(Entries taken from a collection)
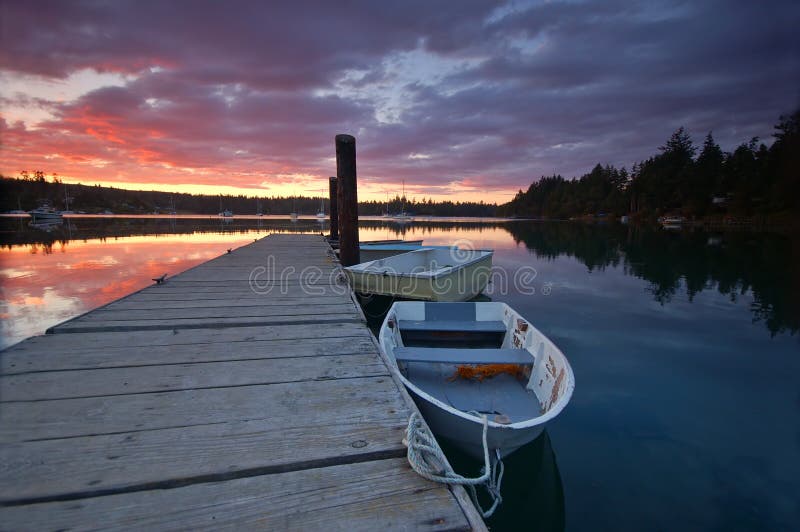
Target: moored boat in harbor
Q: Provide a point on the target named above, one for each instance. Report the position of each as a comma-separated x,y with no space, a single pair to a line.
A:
463,361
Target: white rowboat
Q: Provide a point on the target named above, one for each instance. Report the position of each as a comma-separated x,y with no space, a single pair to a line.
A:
429,344
430,274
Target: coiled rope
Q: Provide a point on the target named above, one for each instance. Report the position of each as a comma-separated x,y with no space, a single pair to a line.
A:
428,460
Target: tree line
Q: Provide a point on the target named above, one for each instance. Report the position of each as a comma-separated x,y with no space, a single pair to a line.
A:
32,189
752,181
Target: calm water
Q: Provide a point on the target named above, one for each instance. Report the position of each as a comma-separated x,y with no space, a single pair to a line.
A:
685,347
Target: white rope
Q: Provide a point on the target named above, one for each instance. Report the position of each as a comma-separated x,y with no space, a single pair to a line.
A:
428,460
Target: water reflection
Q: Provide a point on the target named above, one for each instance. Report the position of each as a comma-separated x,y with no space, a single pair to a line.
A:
735,264
732,263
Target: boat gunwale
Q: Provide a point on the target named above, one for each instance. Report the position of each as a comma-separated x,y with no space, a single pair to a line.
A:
425,274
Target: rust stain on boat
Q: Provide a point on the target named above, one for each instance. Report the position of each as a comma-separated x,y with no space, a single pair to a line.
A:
554,393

What to work on: Without the pictures, write out the lines from the beginning of the entries through the line with "Target: white rope".

Output for this exercise:
Target: moored boat in harbor
Q: Provide a point on the target named above, one for each instance. Report the position of each as a comma-separated x,y with no space, a single pair to a line.
A:
463,361
Target: white rowboat
Q: Provide a point on the target named above, one for each instance. Report the position of each as a comma-separated x,y with no space, a single pair to a line.
A:
429,344
430,274
Target: coiled rope
Q: Provide a point on the target named above, one for each instance. Report the position of each as a comma-separated x,y with no space, a single pair to a line.
A:
428,460
Target: tree line
Q: Provide a point on the target named above, one for each instance. Report the position of each as a comma-separated x,y with no space, a single pair to a line.
A:
32,189
752,181
Target: calm water
Q: Provide a point on the target named above, one for each instance. Report the position of each as a comma-separated x,y with no space, a single pair to a line.
A:
685,347
Target: white rope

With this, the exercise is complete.